▶ [Action item]
Return the complete scpackage vignette below word for word, with nothing left out or changed.

▶ [Passage]
In uashogeschoolutrecht/structural_colours: Package For Project Structural Colour

knitr::opts_chunk$set(
  collapse = TRUE,
  comment = "#>"
)

This vignette describes the scpackage data download, pipeline workflow and app usage. This package was developed for the structural colour internship project, but can be applied to any shotgun metagenomic data and marker genes. The function is to process input shotgun metagenomes, e.g. trimming, assembly, and to search for the presence of marker genes in these samples. The Shiny app in this package can be used to view the results.

Installing the scpackage package

The scpackage package is available on github: https://github.com/uashogeschoolutrecht/structural_colours

#example github install

#library(scpackage)

Download data from ebi using the `get_ebi_data()` function

To download metagenomic data and metadata for use in the scpackage pipeline the get_ebi_data() function can be used. The only input needed is the accession of the study of samples of interest, e.g. "MGYS00000492", and the full path to the desired output location, e.g. "~/out". The output will be the fastq files and the metadata in a text file. An md5 checksum is performed to check the integrity of the downloaded data.

get_data_ebi(accession = "MGYS00000492",
             outdir = "~/out")`

The get_ebi_data() function uses the script get_data_ebi.sh from the /inst folder.

Running the scpackage pipeline

The main use of the scpackage package is the pipeline. The required input are the metagenomes (fastq files) and the marker genes in (multi)fasta format (plain text). This pipeline processes the metagenomes and performs a BLAST search of the supplied marker genes against the metagenomic samples. The metagenomic samples have to be in their own directory without any other files, so when using the get_ebi_data() function be sure to move the md5 file and metadata to a new storage location. Running the pipeline takes a lot of time (hours to weeks), even with just a few samples, so it is highly recommended to run this process in the background. The prokka annotation step can be disabled for quicker runs, as performing this can take a day per sample. The pipeline using most of the other functions in the /R directory of this package, though these functions can be used on their own as well.

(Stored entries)
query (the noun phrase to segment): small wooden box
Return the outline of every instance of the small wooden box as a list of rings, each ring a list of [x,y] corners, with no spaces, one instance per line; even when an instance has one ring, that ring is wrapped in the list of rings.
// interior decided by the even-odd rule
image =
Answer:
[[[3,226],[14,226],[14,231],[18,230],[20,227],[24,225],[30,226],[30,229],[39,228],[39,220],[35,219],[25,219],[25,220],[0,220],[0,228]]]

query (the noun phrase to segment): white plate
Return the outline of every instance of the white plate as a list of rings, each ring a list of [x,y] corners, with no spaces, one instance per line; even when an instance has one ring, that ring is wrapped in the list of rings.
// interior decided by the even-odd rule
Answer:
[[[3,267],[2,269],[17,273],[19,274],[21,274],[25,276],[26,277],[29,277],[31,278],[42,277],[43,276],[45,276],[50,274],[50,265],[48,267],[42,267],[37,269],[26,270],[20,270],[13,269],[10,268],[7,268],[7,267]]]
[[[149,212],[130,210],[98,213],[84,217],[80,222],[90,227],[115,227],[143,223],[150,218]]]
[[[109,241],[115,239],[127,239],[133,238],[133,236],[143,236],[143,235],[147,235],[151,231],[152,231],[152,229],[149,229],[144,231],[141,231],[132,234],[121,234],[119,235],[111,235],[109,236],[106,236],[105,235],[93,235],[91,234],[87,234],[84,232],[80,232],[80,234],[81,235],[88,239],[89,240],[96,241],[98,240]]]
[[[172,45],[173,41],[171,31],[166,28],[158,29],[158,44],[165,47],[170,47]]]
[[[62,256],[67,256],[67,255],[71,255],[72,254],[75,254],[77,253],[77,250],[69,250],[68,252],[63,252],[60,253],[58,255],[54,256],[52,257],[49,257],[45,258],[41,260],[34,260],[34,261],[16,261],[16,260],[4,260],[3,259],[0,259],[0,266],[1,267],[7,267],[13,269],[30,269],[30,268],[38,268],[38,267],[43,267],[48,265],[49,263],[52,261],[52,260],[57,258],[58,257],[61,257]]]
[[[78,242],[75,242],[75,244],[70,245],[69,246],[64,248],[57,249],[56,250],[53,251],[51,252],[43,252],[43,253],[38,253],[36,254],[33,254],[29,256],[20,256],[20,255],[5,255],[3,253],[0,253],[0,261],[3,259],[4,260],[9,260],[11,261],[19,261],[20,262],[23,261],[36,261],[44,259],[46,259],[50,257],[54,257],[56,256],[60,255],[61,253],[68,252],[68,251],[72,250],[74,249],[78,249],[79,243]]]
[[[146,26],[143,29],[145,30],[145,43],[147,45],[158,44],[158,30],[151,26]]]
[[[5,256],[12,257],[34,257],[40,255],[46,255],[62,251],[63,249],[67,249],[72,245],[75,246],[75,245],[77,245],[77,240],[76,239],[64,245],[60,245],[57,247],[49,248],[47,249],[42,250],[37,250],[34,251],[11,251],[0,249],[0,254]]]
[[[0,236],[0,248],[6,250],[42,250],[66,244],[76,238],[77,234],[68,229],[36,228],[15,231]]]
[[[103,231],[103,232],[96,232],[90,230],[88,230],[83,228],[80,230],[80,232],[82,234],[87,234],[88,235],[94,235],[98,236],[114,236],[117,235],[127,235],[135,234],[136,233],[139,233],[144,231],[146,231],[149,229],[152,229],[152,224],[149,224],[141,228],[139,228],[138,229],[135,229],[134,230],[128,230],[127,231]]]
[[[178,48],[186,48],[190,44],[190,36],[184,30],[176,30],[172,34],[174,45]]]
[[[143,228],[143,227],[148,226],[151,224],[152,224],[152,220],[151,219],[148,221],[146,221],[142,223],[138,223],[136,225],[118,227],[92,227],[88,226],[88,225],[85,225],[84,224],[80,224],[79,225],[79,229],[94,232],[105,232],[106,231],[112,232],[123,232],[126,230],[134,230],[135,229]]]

▶ [Answer to this task]
In uashogeschoolutrecht/structural_colours: Package For Project Structural Colour

knitr::opts_chunk$set(
  collapse = TRUE,
  comment = "#>"
)

This vignette describes the scpackage data download, pipeline workflow and app usage. This package was developed for the structural colour internship project, but can be applied to any shotgun metagenomic data and marker genes. The function is to process input shotgun metagenomes, e.g. trimming, assembly, and to search for the presence of marker genes in these samples. The Shiny app in this package can be used to view the results.

Installing the scpackage package

The scpackage package is available on github: https://github.com/uashogeschoolutrecht/structural_colours

#example github install

#library(scpackage)

Download data from ebi using the `get_ebi_data()` function

To download metagenomic data and metadata for use in the scpackage pipeline the get_ebi_data() function can be used. The only input needed is the accession of the study of samples of interest, e.g. "MGYS00000492", and the full path to the desired output location, e.g. "~/out". The output will be the fastq files and the metadata in a text file. An md5 checksum is performed to check the integrity of the downloaded data.

get_data_ebi(accession = "MGYS00000492",
             outdir = "~/out")`

The get_ebi_data() function uses the script get_data_ebi.sh from the /inst folder.

Running the scpackage pipeline

The main use of the scpackage package is the pipeline. The required input are the metagenomes (fastq files) and the marker genes in (multi)fasta format (plain text). This pipeline processes the metagenomes and performs a BLAST search of the supplied marker genes against the metagenomic samples. The metagenomic samples have to be in their own directory without any other files, so when using the get_ebi_data() function be sure to move the md5 file and metadata to a new storage location. Running the pipeline takes a lot of time (hours to weeks), even with just a few samples, so it is highly recommended to run this process in the background. The prokka annotation step can be disabled for quicker runs, as performing this can take a day per sample. The pipeline using most of the other functions in the /R directory of this package, though these functions can be used on their own as well.